Saved entries

=== Begin Enclosure ===

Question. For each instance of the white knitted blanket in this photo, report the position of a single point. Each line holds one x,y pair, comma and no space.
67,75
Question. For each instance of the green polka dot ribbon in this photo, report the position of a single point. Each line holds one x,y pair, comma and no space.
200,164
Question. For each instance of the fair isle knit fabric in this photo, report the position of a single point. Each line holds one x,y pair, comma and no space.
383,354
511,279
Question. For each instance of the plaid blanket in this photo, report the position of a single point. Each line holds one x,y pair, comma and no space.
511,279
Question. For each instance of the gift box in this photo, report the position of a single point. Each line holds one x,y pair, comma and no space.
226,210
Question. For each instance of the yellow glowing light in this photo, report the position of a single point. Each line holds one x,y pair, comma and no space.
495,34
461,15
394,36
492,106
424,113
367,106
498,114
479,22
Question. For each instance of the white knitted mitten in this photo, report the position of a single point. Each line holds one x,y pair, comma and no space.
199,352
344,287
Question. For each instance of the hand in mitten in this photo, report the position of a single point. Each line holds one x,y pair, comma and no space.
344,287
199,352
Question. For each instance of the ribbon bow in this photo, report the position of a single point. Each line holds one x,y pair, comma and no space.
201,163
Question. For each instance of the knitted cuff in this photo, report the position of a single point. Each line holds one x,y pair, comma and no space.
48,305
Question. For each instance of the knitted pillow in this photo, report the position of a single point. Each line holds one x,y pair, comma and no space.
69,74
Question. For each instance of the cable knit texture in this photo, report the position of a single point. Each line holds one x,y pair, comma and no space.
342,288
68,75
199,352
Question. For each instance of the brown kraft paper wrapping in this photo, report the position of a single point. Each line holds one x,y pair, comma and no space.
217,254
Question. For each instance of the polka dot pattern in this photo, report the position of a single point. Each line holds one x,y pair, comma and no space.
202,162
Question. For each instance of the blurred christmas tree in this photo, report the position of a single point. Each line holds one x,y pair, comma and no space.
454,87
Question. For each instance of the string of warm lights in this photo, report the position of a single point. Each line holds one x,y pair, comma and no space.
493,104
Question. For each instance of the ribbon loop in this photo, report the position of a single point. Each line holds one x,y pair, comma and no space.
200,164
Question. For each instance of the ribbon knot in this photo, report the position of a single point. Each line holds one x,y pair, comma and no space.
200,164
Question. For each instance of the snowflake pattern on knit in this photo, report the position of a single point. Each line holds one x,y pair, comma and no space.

=== End Enclosure ===

▶ _Task instructions_
A complete, exact repeat of the records is the required answer.

▶ _Task answer_
Question. For each instance of the white knitted blanket in this photo, report the position of a single point. Each line holds one x,y pair, comma and no space.
67,75
Question. For each instance of the green polka dot ribbon in this photo, report the position of a single point. Each line holds one x,y pair, comma and no space.
200,164
Question. For each instance of the fair isle knit fabric in this photo, report the position of a single point. Each line holds one x,y pair, comma and no space.
383,354
511,279
Question. For each instance of the plaid blanket in this photo, report the position of a single point. Each line holds one x,y pair, comma and no space.
511,279
Question. For each instance of the gift box in this photo, report the position of a single point. Each line holds one x,y pair, comma and no space.
226,210
Question. For each instance of the yellow glowing light in this photo, report the position of a single point. Each line holds one x,y pair, comma and no space.
495,34
461,15
394,36
492,106
424,113
367,106
498,114
479,22
Question. For each instance of the white knitted mitten in this photo, report the position of a single point. Each line holds one x,y pair, comma and no space.
199,352
344,287
Question. For each instance of the hand in mitten in this photo, report the position of a single point. Each line holds one x,y pair, comma and no space.
344,287
199,352
Question. For each instance of the ribbon bow in this photo, report the position of a single point. Each line holds one x,y pair, comma and no space.
201,163
Question. For each instance of the knitted cuff in this photo, report the position of a single point. Each line holds one x,y pair, comma and no space.
48,305
Question. For each instance of the knitted pillow in this photo, report the position of a single point. Each line holds one x,y pair, comma and no space.
69,74
Question. For each instance of the cable knit texture in this photo, report the position of a single point. Each line holds one x,y pair, comma and no space.
342,288
68,75
199,352
Question. For each instance of the brown kraft paper wrapping in this photo, report the position of a single point. Each line holds one x,y pair, comma and no space.
217,254
Question. For each instance of the polka dot pattern in this photo, report the position of a single point. Each line holds one x,y pair, comma and no space.
202,162
Question. For each instance of the blurred christmas tree in this photo, report the position of a single point. Each line holds one x,y pair, comma and no space.
454,87
Question. For each instance of the string of warm lights in this photo, report the position of a single point. Each line holds one x,y pair, comma and no space.
493,104
Question. For each instance of the ribbon loop in this photo, report the position of a single point. Each line holds one x,y pair, comma and no space.
200,164
Question. For each instance of the ribbon knot in this photo, report the position of a single point. Each line holds one x,y pair, comma and no space.
200,164
Question. For each instance of the snowflake pattern on knit in this photo, report the position of a single point. Each line holds one x,y pair, comma and no space.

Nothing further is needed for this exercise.